··· RECORDS FOR THE TASK
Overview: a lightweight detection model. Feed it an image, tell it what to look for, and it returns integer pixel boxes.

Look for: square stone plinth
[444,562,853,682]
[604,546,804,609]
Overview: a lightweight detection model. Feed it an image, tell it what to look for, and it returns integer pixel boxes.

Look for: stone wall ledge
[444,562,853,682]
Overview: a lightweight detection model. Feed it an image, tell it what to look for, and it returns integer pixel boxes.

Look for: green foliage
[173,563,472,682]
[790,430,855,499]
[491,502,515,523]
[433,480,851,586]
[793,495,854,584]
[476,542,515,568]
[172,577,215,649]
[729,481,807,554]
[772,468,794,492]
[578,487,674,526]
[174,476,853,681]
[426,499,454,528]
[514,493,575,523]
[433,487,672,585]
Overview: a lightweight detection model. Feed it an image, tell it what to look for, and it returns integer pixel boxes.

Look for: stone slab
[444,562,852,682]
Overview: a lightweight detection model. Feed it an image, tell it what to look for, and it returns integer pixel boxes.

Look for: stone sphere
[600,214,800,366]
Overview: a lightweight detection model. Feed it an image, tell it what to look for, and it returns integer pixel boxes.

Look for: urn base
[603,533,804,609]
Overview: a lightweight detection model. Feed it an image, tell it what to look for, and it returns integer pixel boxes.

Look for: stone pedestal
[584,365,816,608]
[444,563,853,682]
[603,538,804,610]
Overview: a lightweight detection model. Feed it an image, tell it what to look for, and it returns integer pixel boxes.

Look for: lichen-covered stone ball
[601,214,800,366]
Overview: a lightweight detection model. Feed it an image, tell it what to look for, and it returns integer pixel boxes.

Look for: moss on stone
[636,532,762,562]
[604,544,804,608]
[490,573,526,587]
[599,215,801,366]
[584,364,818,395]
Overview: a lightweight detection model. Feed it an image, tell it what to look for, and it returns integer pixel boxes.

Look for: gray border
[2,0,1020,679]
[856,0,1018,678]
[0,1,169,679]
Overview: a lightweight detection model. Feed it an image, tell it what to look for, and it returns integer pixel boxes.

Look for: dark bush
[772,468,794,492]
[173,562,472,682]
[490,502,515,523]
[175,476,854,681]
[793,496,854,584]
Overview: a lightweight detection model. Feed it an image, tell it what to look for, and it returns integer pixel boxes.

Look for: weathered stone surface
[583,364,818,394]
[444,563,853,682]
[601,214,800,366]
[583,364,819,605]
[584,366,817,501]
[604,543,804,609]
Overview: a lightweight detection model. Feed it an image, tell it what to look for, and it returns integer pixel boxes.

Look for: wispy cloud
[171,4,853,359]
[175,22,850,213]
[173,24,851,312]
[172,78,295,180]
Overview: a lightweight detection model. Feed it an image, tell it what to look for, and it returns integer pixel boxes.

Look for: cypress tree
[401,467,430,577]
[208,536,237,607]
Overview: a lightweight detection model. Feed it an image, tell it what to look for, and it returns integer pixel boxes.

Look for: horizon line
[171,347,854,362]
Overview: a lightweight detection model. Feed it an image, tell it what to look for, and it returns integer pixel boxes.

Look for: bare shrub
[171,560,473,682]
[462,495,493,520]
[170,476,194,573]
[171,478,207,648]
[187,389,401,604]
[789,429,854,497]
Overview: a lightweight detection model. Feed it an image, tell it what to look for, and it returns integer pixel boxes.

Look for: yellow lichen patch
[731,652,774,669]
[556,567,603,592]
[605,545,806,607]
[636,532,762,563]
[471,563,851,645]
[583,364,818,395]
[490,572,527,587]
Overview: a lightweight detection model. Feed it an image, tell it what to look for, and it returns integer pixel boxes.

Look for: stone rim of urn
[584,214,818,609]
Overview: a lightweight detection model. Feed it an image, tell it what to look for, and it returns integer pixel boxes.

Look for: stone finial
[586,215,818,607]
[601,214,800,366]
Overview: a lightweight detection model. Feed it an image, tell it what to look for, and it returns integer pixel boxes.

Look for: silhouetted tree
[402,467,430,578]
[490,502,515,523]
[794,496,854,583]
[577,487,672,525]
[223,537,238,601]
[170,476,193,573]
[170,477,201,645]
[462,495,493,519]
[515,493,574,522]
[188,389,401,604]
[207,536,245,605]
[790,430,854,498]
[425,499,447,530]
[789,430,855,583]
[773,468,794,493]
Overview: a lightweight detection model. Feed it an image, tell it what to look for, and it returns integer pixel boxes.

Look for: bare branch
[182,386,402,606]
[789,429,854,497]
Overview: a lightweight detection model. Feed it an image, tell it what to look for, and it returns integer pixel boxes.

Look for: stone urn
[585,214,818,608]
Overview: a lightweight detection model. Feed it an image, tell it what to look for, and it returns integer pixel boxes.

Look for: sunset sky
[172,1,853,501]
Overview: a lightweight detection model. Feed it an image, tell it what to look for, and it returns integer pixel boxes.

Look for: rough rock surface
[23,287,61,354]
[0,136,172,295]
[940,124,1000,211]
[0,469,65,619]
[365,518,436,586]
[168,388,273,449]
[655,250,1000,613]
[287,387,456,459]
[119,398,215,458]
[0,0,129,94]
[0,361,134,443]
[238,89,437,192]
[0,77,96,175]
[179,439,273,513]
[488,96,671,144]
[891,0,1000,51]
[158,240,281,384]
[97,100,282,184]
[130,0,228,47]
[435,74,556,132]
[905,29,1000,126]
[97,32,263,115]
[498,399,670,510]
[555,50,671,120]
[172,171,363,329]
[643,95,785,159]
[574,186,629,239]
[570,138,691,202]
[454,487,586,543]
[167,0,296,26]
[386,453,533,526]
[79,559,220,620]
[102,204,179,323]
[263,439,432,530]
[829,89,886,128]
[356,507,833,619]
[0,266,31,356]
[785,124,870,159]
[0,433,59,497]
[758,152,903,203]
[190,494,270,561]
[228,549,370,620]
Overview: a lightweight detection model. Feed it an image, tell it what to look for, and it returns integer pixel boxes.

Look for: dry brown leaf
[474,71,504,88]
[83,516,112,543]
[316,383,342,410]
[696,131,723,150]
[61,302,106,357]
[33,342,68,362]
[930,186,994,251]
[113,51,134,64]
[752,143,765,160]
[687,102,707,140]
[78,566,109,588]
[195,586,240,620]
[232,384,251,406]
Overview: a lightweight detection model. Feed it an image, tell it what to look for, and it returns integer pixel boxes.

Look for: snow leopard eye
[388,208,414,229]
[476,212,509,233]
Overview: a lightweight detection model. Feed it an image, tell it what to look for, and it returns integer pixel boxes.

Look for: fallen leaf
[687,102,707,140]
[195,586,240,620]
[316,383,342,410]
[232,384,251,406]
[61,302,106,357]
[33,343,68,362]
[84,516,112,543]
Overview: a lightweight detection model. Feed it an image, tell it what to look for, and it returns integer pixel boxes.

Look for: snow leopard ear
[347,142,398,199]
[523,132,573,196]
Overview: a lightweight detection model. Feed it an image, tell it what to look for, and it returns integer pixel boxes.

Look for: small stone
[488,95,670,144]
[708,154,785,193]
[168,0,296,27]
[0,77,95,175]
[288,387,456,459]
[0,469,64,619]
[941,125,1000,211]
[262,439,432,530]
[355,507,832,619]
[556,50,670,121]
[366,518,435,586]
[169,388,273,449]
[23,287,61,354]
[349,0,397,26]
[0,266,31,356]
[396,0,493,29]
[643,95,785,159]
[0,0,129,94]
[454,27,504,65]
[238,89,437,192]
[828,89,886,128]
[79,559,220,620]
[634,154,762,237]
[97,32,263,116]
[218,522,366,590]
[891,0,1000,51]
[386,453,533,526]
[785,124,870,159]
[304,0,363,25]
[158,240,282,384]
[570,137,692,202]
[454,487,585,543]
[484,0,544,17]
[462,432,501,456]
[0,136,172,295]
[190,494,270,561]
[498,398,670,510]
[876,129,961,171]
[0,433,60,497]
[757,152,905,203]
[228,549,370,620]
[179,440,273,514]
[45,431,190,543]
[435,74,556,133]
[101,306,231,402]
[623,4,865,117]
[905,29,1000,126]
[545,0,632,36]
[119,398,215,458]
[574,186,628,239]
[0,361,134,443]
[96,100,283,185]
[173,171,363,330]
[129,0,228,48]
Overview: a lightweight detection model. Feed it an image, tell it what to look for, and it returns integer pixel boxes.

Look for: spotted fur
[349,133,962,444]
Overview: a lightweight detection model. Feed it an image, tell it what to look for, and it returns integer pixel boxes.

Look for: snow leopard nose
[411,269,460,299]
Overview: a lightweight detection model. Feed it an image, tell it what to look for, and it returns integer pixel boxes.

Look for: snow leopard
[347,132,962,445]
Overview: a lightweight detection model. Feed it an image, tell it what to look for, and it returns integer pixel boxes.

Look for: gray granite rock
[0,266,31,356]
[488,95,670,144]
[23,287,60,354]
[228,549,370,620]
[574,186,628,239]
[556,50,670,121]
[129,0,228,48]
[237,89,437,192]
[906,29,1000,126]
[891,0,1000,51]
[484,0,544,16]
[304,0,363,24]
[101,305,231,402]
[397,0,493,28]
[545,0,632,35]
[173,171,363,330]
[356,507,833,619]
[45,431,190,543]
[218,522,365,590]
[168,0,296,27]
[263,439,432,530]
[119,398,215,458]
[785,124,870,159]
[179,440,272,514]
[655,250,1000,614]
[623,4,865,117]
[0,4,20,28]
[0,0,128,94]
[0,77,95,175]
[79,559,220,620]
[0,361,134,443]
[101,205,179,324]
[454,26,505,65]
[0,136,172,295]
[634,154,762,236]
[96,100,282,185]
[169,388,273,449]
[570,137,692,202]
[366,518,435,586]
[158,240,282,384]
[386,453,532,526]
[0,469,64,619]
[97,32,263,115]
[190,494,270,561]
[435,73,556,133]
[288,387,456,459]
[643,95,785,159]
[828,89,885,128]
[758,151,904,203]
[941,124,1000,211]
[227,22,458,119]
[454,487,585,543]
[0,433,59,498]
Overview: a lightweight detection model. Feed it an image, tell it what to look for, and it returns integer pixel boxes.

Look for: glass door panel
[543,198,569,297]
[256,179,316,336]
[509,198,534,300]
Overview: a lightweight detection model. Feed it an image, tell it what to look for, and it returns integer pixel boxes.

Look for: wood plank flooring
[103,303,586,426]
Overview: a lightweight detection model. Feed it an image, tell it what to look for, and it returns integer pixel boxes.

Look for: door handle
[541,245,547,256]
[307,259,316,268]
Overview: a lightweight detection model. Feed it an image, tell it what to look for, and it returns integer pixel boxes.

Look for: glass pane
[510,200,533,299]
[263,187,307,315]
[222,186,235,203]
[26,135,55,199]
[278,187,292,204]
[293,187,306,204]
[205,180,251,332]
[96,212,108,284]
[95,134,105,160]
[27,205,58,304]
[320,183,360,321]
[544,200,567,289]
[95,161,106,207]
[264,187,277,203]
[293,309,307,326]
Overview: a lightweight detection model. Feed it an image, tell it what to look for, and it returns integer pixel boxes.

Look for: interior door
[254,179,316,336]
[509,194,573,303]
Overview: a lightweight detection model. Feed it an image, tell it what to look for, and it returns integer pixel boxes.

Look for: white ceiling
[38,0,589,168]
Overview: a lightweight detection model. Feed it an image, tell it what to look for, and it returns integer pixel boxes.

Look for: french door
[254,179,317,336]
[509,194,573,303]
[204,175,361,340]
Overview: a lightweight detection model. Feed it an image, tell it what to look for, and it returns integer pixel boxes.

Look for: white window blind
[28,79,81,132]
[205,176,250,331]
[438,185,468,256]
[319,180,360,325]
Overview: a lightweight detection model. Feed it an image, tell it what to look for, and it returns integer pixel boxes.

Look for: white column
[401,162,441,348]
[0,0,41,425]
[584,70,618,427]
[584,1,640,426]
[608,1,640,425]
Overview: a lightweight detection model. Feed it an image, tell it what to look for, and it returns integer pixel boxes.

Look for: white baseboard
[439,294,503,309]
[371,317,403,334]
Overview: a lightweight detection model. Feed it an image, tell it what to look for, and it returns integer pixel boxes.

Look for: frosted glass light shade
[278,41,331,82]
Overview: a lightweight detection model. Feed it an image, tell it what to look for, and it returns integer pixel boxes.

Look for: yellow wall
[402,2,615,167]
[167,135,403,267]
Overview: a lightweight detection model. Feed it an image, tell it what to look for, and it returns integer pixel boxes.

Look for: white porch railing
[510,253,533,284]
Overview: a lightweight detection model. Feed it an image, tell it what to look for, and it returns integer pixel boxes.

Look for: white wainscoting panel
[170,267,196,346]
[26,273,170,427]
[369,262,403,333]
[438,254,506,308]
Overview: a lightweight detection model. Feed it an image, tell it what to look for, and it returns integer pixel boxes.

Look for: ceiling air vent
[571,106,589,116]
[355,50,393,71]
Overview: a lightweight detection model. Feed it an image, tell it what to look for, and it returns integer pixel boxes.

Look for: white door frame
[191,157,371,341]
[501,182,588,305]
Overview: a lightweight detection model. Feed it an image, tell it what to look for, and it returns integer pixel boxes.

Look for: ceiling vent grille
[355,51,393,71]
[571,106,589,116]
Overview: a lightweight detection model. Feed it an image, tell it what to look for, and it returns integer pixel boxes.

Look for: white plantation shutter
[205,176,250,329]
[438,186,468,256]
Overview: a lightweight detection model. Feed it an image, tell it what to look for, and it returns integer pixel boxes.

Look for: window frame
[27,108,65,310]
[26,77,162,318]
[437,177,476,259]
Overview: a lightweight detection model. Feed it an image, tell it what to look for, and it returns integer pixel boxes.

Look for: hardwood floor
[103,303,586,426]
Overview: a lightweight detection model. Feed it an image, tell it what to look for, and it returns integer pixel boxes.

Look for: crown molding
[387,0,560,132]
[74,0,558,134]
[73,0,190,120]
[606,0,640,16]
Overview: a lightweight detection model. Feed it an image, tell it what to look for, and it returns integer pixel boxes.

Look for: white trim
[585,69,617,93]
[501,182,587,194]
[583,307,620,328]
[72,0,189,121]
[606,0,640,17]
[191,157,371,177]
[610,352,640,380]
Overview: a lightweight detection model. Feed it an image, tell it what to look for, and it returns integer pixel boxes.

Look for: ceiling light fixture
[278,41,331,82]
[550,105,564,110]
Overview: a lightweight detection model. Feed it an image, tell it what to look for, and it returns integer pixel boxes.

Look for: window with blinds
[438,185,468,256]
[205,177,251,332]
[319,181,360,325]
······
### DIRECTIONS
Your task is to transcribe the line containing "Look for: white trim" and every line after it, through the last line of the data, exactly as written and with nothing more.

### ANSWER SPACE
Look for: white trim
[585,69,617,93]
[501,182,587,194]
[583,307,620,328]
[72,0,189,121]
[606,0,640,17]
[191,157,371,177]
[610,352,640,380]
Overview: a lightweight detection model. Feed it an image, tell it what to look for, and it returns integer pixel boxes.

Look for: ceiling light fixture
[278,41,331,82]
[550,105,564,110]
Overview: a lightweight detection model. Feed it an image, tell it what to look for, and it returns integer pixel boxes.

Look for: window with blinds
[438,185,468,256]
[205,177,251,332]
[319,181,360,325]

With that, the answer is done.